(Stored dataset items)
= Beginning of Section =

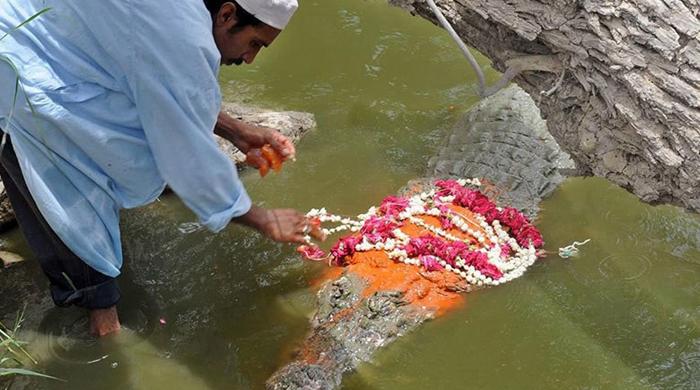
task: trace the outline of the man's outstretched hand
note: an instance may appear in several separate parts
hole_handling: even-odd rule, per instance
[[[219,114],[214,132],[233,143],[243,154],[269,144],[284,160],[294,159],[296,155],[292,141],[278,130],[253,126],[223,112]]]
[[[308,218],[293,209],[264,209],[253,206],[250,211],[235,219],[235,222],[250,226],[272,240],[303,244],[307,234],[317,240],[326,237],[312,226]]]
[[[262,150],[266,145],[270,145],[282,160],[293,159],[296,155],[292,141],[279,131],[247,124],[224,112],[219,114],[214,132],[229,140],[244,154],[248,154],[253,149]],[[251,155],[254,154],[251,153]],[[251,156],[249,155],[248,158],[250,159]],[[269,161],[261,155],[258,161],[252,160],[249,163],[260,168],[260,164],[267,165]],[[293,209],[264,209],[253,206],[248,213],[235,218],[234,222],[250,226],[279,242],[301,244],[306,242],[306,235],[317,240],[325,239],[318,226],[311,224],[304,214]]]

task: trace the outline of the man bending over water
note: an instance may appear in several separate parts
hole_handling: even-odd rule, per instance
[[[252,63],[296,0],[3,0],[0,36],[45,7],[0,41],[16,67],[0,62],[0,176],[58,306],[90,310],[98,336],[119,330],[119,210],[166,184],[212,231],[303,240],[304,216],[252,205],[212,135],[294,155],[279,132],[219,112],[217,76]]]

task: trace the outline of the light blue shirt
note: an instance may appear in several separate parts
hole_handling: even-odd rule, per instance
[[[0,0],[0,127],[39,210],[119,275],[119,210],[169,185],[212,231],[251,201],[213,136],[220,55],[202,0]],[[3,35],[3,34],[0,34]],[[13,104],[15,103],[15,104]],[[14,106],[14,110],[13,110]]]

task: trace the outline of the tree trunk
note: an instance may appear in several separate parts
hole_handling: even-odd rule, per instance
[[[389,2],[436,23],[425,0]],[[698,0],[436,2],[468,45],[517,73],[581,174],[700,211]]]

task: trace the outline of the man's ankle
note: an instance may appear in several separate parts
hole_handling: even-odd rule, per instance
[[[97,337],[103,337],[111,333],[117,333],[121,329],[117,307],[107,309],[90,310],[90,333]]]

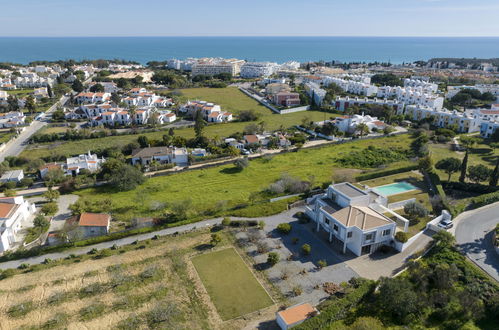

= End of Section =

Print every entry above again, exactly as written. Leave the images out.

task: trace the outline of the man's outstretched hand
note: an instance may appear in several separate parts
hole_handling: even-odd rule, per instance
[[[219,114],[214,132],[233,143],[243,154],[269,144],[284,160],[294,159],[296,155],[292,141],[278,130],[253,126],[223,112]]]
[[[308,218],[293,209],[264,209],[253,206],[250,211],[235,219],[235,222],[250,226],[272,240],[303,244],[307,234],[317,240],[326,237],[312,226]]]
[[[262,150],[266,145],[270,145],[282,160],[293,159],[296,155],[292,141],[279,131],[247,124],[224,112],[219,114],[214,132],[229,140],[244,154],[248,154],[253,149]],[[251,155],[254,154],[251,153]],[[251,156],[249,155],[248,158],[250,159]],[[269,161],[261,155],[258,161],[252,160],[249,163],[260,168],[260,164],[267,165]],[[293,209],[264,209],[253,206],[248,213],[235,218],[234,222],[250,226],[279,242],[301,244],[306,242],[306,235],[317,240],[325,239],[318,226],[311,224],[304,214]]]

task: trace the outline of the man bending over water
note: an instance may appear in several separate parts
hole_handling: even-odd rule, per instance
[[[252,63],[296,0],[3,0],[0,36],[45,7],[0,41],[16,67],[0,62],[0,176],[58,306],[90,310],[98,336],[119,330],[119,210],[166,184],[212,231],[303,240],[304,216],[252,205],[212,135],[294,155],[279,132],[219,112],[217,76]]]

task: trace the outline of the light blue shirt
note: an instance may appear in several separate parts
hole_handling: even-odd rule, per instance
[[[0,0],[0,127],[39,210],[119,275],[119,210],[169,185],[212,231],[251,201],[213,136],[220,55],[202,0]],[[3,35],[3,34],[0,34]],[[13,104],[15,103],[15,104]],[[14,106],[14,110],[13,110]]]

task: trace the outline of the tree trunk
note: an instance may appear in several separate parts
hole_handling: even-odd rule, per instance
[[[389,2],[436,23],[425,0]],[[698,0],[436,2],[468,45],[517,73],[581,174],[700,211]]]

task: trace the outline of the man's ankle
note: an instance may appear in several separate parts
hole_handling: even-odd rule, per instance
[[[97,337],[103,337],[111,333],[117,333],[121,329],[117,307],[107,309],[90,310],[90,333]]]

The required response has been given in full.